#### [PROBLEM TO SOLVE]
When you reach the entries below, transcribe each line word for word.

*** Opening of INFORMATION SHOWN ***

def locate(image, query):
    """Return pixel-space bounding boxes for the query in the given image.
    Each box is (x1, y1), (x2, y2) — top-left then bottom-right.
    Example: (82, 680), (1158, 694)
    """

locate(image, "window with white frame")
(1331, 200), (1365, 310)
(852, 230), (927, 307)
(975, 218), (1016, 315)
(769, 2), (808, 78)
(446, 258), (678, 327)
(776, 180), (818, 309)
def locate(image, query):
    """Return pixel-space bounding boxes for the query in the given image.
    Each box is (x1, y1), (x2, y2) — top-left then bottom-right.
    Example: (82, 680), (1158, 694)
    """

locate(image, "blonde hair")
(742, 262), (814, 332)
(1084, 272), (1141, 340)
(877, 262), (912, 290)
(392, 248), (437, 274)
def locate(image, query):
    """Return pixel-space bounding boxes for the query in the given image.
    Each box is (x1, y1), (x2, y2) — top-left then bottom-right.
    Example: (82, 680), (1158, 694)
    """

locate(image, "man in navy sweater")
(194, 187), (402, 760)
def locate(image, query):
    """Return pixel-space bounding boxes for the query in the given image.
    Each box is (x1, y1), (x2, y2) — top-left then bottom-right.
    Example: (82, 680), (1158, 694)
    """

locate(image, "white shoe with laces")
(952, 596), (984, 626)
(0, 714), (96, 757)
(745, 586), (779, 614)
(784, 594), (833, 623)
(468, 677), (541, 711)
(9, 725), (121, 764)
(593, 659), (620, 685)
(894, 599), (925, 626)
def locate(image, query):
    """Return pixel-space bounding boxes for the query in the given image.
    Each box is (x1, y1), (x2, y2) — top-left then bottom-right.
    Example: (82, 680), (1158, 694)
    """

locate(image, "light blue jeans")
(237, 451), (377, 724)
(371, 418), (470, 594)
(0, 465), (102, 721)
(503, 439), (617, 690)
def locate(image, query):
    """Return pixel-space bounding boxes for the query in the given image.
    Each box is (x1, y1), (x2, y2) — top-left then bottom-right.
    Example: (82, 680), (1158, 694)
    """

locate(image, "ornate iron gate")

*** Close of INFORMATION SHOWN ***

#### [TASK RESPONSE]
def locate(image, query):
    """Return pixel-space bounding boxes for the query in the given image.
    Each box is (x1, y1), (x2, y2) — top-left then bottom-right.
    Example: (82, 680), (1158, 694)
    """

locate(image, "window with white frame")
(1331, 200), (1365, 310)
(852, 230), (927, 307)
(975, 218), (1016, 315)
(769, 2), (808, 78)
(446, 258), (678, 327)
(776, 180), (818, 309)
def locate(image, query):
    """Return pixel-space bounding boxes for the query in the given image.
    Each box is (x1, y1), (x2, y2) — top-left then bottom-right.
    Example: (82, 680), (1158, 694)
    """

locate(image, "blonde hair")
(742, 262), (814, 332)
(1084, 272), (1141, 340)
(877, 262), (912, 290)
(392, 248), (437, 274)
def locate(image, query):
    """Return pixel-space bounding boxes for the query in the given image.
    Each box is (x1, y1), (x2, y2) — top-left then bottom-right.
    Example: (82, 680), (1158, 694)
    """

locate(image, "man in navy sweater")
(194, 187), (402, 760)
def locate(image, query):
    """Return pixel-space bounding boxes for the query in the given image.
    Each box is (x1, y1), (x2, y2) — top-left then bottom-right.
    Example: (82, 680), (1158, 694)
    """

locate(image, "white shoe with laces")
(952, 596), (984, 626)
(0, 714), (96, 757)
(745, 586), (779, 614)
(784, 594), (833, 623)
(468, 677), (541, 711)
(9, 725), (121, 764)
(593, 659), (620, 685)
(894, 599), (925, 626)
def locate(image, query):
    """Return pixel-space bounding boxes for the query in the given image.
    Each box is (x1, y1), (x2, y2) — top-left then bottom-right.
    Example: (82, 680), (1158, 694)
    """

locate(image, "light blue jeans")
(237, 451), (377, 724)
(371, 418), (470, 594)
(0, 465), (102, 721)
(503, 439), (617, 690)
def locate(image, query):
    """Return pixel-space bounding boxes for the query in the given image.
    Each box is (x1, y1), (x2, y2) — top-left then bottom-right.
    Example: (82, 680), (1158, 694)
    """

locate(image, "ornate iron gate")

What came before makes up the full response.